Task directions:
Can you update the rows from the first line through the line containing "219, 176, 242]]", replacing "green leaf" with "yellow leaf" and keeping everything else the same?

Input records:
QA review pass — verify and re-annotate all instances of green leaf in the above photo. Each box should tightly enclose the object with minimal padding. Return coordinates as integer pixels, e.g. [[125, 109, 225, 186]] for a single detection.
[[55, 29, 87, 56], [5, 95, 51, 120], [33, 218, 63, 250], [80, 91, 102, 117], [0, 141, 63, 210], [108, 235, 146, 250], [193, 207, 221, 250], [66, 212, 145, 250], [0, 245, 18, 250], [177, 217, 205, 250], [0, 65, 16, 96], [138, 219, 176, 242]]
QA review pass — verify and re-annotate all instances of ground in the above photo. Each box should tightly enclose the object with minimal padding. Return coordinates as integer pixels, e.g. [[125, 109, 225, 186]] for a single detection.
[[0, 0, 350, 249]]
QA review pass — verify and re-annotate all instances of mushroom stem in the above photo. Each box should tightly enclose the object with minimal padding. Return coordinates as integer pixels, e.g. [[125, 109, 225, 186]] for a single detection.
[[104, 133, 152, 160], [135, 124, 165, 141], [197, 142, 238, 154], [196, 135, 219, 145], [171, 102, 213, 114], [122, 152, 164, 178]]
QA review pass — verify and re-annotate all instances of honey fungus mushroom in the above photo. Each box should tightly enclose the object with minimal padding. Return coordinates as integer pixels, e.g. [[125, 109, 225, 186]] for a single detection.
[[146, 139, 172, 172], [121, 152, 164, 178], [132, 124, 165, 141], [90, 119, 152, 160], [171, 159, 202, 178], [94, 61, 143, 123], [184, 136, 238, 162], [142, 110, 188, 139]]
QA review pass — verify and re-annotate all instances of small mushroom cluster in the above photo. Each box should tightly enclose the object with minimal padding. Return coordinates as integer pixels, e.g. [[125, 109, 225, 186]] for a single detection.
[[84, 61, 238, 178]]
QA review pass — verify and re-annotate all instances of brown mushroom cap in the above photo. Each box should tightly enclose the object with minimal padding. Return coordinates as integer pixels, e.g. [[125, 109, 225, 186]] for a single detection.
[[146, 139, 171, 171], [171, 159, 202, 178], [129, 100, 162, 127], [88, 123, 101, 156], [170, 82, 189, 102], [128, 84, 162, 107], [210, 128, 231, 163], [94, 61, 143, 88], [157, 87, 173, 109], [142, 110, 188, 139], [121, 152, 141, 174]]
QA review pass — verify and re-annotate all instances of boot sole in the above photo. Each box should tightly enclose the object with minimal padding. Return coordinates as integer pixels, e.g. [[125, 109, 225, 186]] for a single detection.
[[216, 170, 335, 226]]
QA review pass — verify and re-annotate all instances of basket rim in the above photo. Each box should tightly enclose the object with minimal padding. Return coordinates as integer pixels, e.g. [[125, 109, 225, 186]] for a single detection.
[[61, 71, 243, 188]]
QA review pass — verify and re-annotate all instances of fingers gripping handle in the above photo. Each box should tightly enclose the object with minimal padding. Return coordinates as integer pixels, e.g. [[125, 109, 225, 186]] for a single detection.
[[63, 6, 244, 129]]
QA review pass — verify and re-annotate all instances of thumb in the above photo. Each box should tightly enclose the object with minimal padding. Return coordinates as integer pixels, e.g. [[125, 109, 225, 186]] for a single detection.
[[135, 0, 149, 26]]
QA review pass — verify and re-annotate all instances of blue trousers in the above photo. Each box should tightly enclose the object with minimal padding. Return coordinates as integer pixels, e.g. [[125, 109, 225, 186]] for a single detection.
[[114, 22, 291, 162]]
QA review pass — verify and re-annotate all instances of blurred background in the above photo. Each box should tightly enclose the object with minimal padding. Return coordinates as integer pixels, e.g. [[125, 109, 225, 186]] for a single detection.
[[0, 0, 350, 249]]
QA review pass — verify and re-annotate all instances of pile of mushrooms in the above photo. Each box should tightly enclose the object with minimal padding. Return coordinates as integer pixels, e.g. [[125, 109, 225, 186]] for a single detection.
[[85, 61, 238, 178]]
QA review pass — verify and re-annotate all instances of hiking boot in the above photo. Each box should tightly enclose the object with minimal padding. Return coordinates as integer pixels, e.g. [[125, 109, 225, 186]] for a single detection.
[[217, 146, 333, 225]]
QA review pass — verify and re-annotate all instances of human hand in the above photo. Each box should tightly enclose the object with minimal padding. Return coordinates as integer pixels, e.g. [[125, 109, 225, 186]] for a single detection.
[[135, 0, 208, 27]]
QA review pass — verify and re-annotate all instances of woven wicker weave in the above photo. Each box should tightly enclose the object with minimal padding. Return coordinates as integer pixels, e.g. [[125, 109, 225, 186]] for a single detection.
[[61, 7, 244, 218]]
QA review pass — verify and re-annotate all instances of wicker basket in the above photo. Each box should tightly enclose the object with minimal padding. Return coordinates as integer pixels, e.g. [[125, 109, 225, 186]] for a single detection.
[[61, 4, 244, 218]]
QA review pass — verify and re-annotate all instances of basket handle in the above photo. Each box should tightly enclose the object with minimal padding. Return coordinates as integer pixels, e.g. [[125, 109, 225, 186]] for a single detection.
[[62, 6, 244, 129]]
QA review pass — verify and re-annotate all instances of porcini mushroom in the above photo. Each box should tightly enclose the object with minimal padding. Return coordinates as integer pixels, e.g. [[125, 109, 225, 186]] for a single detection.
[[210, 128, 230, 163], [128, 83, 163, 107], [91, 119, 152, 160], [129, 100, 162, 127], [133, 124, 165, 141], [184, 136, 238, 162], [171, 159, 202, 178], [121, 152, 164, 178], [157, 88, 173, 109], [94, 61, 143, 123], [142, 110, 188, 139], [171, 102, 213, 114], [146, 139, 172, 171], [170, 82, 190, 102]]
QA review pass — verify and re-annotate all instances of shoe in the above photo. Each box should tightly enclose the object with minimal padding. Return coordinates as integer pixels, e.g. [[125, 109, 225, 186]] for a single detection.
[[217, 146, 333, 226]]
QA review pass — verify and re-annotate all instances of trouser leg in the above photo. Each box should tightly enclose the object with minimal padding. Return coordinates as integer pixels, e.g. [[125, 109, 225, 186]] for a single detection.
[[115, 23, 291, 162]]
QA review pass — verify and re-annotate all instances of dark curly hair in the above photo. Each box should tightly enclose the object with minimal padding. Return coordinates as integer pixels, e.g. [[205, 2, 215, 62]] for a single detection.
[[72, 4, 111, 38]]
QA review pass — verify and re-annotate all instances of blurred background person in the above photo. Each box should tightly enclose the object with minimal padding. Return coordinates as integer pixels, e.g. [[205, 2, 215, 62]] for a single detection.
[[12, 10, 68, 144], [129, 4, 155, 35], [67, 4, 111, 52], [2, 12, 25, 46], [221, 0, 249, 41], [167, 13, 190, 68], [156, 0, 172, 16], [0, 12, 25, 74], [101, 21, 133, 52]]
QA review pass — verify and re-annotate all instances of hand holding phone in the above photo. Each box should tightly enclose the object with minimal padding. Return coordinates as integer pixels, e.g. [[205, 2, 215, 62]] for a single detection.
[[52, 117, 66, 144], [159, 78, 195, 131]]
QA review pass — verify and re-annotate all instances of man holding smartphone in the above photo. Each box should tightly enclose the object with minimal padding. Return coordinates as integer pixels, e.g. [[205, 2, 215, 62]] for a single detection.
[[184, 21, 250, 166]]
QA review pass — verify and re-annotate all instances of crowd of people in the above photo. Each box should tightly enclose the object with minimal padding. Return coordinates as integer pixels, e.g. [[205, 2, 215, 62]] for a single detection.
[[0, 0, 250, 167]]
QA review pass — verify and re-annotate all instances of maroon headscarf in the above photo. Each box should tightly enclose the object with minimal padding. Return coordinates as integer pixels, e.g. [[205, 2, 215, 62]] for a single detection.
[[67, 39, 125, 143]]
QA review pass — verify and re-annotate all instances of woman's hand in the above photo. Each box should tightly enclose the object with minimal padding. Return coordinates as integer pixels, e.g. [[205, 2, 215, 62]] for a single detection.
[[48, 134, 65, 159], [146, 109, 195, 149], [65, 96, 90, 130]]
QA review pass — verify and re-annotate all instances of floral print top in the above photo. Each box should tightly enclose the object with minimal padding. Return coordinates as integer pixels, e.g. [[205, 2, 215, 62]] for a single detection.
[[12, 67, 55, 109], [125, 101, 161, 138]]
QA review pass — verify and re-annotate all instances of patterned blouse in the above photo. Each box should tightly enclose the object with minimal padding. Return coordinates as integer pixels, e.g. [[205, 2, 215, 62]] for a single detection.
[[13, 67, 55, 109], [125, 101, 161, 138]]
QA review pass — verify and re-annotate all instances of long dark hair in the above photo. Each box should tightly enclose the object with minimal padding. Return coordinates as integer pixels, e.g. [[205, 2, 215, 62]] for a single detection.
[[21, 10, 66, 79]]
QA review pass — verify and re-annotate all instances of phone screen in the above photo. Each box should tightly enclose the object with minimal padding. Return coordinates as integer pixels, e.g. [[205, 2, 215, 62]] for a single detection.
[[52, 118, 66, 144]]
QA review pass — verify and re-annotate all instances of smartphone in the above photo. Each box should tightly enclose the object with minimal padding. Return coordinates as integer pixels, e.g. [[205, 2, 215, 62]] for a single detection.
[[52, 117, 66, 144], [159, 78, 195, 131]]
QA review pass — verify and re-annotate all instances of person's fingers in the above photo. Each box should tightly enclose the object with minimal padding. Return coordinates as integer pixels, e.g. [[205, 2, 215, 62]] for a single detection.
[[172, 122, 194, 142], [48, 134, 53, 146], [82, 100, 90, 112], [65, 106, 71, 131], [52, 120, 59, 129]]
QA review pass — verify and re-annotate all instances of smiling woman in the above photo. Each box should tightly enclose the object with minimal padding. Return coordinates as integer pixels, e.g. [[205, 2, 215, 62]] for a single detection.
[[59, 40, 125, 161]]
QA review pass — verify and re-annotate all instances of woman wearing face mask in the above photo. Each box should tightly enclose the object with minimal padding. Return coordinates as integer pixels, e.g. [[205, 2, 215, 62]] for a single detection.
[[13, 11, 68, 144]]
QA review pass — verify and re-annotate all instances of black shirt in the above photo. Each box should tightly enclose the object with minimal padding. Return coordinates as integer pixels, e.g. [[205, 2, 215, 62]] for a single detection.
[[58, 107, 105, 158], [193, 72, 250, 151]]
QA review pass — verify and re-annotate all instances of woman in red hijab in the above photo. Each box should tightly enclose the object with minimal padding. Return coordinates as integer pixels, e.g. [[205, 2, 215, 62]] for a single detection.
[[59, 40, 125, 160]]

Solution for this problem:
QA review pass — verify and re-annotate all instances of yellow leaf in the above photo. Each box should tightly enclose the object with minimal padding. Return coordinates as integer pixels, e.g. [[125, 109, 225, 186]] for a single detection.
[[55, 29, 87, 56], [5, 95, 51, 120], [33, 218, 63, 250], [80, 91, 102, 117], [0, 141, 63, 210], [108, 235, 146, 250], [193, 207, 221, 250], [66, 212, 145, 250], [0, 245, 18, 250], [177, 217, 205, 250], [0, 65, 16, 96], [138, 219, 176, 242]]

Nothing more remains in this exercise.